● Aim of the exercise: Gather every line of the data containing the string "negative".

(Stored data)
· · · ·
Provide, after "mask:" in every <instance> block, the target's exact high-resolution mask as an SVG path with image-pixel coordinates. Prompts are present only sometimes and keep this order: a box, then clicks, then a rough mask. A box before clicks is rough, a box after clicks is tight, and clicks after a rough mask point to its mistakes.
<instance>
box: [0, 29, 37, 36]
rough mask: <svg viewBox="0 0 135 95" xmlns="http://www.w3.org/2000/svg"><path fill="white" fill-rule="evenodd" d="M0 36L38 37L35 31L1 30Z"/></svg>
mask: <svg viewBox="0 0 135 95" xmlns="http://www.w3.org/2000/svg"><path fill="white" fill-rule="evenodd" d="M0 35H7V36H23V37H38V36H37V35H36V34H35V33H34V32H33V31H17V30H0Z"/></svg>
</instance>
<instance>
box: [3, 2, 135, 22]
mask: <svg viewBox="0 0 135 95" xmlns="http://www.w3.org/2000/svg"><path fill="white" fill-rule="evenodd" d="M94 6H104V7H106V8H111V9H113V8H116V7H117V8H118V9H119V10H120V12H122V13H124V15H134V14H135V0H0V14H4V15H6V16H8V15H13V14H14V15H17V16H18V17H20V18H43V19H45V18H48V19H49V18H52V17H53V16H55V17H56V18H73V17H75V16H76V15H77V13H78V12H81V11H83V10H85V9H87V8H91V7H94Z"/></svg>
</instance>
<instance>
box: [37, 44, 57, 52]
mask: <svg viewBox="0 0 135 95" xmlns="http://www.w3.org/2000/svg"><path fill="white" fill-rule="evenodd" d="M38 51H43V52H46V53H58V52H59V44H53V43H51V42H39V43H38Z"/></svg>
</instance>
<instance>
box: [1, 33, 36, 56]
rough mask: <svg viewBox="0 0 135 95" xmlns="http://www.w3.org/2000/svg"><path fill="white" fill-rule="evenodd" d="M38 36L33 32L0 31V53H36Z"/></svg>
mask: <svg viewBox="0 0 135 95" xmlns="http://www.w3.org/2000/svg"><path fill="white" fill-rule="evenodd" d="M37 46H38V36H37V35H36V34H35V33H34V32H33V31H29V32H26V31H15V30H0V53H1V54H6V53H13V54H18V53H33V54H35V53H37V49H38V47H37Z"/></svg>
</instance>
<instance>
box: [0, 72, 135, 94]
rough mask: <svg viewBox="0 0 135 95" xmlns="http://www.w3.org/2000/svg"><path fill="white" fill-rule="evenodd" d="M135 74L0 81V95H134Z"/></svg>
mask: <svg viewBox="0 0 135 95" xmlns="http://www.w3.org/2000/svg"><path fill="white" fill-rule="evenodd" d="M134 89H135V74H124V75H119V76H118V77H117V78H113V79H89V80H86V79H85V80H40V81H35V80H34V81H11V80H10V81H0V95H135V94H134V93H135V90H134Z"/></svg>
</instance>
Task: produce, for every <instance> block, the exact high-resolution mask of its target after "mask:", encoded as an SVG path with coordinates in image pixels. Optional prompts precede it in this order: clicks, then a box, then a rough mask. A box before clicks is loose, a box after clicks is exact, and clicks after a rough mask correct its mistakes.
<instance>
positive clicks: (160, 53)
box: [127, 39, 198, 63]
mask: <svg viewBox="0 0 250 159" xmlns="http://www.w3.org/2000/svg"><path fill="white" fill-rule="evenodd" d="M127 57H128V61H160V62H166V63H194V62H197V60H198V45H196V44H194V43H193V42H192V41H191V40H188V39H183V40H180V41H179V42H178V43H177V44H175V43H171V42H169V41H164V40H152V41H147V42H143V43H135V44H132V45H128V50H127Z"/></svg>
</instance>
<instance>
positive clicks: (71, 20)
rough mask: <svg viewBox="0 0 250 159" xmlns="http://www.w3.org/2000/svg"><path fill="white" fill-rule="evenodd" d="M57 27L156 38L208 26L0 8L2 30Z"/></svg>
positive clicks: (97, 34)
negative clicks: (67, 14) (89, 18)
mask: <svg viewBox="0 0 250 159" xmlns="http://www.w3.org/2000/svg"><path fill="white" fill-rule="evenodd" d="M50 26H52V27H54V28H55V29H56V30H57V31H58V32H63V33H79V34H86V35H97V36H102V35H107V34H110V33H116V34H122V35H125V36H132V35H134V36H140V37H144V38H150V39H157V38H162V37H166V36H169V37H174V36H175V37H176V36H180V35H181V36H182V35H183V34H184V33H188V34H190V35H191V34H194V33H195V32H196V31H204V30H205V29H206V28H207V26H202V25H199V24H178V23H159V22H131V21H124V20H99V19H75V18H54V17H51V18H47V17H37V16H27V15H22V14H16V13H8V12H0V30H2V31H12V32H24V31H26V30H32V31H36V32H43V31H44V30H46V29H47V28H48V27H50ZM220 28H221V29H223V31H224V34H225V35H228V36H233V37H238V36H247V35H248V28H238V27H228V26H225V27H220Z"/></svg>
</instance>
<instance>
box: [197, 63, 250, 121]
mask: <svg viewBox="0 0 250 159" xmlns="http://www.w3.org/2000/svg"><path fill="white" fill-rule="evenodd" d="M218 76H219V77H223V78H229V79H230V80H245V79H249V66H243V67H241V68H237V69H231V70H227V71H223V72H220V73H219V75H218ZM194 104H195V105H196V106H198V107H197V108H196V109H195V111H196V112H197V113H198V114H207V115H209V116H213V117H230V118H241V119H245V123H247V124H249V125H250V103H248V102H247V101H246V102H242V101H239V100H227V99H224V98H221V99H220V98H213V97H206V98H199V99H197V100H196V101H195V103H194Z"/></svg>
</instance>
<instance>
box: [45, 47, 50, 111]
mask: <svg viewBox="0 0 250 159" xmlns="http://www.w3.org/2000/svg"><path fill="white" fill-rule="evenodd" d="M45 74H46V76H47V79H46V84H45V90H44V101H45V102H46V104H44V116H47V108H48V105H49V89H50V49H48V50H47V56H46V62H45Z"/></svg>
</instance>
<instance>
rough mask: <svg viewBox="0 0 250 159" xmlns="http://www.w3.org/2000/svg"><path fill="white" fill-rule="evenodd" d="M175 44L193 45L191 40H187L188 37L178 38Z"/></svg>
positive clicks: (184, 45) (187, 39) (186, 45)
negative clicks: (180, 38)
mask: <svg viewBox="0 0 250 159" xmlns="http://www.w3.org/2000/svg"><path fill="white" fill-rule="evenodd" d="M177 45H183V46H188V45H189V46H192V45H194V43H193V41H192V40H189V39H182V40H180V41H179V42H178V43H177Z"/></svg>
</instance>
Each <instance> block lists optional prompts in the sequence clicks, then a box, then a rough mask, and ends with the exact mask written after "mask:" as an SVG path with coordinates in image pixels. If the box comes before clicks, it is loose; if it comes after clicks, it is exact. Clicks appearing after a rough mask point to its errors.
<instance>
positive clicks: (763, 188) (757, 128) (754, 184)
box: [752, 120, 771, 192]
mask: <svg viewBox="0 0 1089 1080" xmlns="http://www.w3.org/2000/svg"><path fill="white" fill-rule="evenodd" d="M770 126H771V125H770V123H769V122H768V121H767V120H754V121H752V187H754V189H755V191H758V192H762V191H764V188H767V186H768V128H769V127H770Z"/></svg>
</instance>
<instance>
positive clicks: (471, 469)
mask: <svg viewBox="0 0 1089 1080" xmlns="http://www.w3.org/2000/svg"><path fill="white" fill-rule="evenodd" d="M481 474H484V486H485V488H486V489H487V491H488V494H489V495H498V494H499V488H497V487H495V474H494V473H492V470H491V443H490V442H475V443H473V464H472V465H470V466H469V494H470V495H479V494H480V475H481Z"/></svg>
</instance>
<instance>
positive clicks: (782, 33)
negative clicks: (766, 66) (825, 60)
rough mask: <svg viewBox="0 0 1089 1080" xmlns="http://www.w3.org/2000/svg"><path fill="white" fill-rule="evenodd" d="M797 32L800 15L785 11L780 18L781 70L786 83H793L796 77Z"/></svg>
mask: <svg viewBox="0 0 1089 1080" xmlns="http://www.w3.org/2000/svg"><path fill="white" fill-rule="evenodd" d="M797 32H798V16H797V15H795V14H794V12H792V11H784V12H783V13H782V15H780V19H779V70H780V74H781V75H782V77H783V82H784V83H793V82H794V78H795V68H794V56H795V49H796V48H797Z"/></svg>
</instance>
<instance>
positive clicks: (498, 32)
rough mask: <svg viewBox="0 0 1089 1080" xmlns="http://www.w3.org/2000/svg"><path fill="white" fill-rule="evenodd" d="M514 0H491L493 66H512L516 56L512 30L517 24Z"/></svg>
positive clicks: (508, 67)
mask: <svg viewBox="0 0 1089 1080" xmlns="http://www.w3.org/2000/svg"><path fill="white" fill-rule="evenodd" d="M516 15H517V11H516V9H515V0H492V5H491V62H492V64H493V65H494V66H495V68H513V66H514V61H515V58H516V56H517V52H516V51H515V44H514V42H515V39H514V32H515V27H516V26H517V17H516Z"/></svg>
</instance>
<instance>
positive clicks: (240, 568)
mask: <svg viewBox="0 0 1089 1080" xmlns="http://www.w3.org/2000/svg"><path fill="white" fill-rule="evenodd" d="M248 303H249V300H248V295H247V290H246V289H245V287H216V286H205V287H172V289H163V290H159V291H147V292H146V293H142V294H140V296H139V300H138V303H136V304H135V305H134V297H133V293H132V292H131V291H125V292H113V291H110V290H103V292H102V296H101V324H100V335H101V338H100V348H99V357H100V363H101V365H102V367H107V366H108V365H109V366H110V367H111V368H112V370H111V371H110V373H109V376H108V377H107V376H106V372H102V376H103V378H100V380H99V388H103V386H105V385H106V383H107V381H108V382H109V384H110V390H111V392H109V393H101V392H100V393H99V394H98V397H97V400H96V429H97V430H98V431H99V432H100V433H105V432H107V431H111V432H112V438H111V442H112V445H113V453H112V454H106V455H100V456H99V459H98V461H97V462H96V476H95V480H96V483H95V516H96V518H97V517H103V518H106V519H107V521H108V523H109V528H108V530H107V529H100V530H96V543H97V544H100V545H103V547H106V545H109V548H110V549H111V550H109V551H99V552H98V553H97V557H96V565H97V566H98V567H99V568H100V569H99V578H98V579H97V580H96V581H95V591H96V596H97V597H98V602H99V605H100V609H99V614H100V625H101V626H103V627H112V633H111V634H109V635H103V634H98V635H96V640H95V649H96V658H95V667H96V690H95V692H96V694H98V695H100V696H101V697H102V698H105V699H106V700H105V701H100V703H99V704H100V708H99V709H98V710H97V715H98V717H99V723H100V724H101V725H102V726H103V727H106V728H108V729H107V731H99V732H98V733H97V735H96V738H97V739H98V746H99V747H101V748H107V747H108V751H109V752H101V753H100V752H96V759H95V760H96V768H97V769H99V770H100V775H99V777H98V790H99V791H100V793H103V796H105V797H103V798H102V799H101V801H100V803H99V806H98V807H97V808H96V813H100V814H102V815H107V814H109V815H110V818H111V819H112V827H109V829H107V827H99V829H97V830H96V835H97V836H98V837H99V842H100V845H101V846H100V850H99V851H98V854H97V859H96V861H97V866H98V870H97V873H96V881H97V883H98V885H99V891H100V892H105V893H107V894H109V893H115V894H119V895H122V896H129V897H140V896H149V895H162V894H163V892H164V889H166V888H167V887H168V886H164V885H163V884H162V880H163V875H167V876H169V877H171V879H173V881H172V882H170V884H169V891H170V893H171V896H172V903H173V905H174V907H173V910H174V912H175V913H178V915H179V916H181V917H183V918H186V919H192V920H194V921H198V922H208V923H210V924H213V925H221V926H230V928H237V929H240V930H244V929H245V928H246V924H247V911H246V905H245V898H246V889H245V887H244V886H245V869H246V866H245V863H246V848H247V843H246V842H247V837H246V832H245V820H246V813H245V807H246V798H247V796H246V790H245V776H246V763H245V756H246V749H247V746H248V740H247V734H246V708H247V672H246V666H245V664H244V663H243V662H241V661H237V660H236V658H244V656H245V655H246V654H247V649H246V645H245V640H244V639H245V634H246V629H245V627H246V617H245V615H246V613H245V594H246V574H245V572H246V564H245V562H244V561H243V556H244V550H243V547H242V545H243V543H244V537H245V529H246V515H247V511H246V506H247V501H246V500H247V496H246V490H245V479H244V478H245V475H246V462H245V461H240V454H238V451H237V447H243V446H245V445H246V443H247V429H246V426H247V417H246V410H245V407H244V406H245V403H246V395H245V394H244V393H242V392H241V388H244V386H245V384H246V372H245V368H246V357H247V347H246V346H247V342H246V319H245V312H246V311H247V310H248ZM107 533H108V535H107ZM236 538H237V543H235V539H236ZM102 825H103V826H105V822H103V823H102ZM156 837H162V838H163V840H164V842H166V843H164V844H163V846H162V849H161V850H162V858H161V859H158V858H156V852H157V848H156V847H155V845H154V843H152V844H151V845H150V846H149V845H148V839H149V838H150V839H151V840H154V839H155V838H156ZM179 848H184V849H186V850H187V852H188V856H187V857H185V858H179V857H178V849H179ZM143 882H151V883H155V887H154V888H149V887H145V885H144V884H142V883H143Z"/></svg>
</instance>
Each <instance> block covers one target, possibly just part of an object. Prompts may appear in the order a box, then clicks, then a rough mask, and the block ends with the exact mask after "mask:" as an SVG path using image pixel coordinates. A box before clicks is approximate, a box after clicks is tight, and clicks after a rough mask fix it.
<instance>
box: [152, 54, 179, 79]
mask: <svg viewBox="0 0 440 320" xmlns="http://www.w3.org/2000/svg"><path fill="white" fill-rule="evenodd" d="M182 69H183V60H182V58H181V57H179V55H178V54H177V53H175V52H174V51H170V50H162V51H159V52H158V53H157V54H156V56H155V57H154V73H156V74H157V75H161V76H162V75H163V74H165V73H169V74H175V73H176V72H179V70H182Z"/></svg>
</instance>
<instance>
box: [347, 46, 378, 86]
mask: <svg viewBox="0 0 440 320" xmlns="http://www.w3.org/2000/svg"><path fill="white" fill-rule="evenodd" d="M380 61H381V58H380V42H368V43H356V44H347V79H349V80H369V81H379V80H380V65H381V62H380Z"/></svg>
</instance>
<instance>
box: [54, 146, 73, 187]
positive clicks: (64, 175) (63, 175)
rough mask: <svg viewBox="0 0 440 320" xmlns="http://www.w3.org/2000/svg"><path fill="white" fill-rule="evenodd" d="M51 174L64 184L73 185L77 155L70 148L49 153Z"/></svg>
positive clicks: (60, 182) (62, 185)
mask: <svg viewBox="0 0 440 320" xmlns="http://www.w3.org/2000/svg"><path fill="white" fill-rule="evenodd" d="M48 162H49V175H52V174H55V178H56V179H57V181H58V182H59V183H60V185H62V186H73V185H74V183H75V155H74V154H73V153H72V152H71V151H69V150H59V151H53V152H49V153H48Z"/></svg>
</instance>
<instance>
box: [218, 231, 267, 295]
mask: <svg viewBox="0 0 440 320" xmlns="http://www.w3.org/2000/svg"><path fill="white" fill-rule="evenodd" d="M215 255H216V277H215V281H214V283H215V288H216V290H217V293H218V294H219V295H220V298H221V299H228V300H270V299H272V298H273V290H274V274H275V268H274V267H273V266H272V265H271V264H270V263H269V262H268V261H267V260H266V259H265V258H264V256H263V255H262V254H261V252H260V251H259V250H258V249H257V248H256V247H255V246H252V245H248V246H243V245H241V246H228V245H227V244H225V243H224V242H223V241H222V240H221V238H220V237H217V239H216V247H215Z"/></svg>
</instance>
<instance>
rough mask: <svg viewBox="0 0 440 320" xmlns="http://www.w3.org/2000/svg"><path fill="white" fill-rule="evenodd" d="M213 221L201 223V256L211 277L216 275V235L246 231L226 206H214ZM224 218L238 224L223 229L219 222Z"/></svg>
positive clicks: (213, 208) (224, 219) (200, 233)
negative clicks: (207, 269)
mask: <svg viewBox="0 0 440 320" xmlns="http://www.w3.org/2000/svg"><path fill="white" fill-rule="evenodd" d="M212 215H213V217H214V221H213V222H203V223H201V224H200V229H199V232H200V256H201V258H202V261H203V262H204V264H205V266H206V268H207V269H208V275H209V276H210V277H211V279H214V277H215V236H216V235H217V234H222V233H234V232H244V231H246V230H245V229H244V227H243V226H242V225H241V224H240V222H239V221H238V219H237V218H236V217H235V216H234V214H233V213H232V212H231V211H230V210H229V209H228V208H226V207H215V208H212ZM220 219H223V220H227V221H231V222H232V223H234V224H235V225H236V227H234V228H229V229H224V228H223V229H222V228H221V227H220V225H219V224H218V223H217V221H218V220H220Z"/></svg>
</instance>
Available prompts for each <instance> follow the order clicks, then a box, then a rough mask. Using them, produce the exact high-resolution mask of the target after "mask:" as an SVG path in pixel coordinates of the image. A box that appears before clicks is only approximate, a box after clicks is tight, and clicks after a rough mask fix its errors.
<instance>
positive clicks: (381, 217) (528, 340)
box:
· · · ·
● Your response:
negative clicks: (67, 14) (89, 18)
negative clicks: (180, 38)
negative clicks: (766, 66) (825, 60)
negative clicks: (207, 269)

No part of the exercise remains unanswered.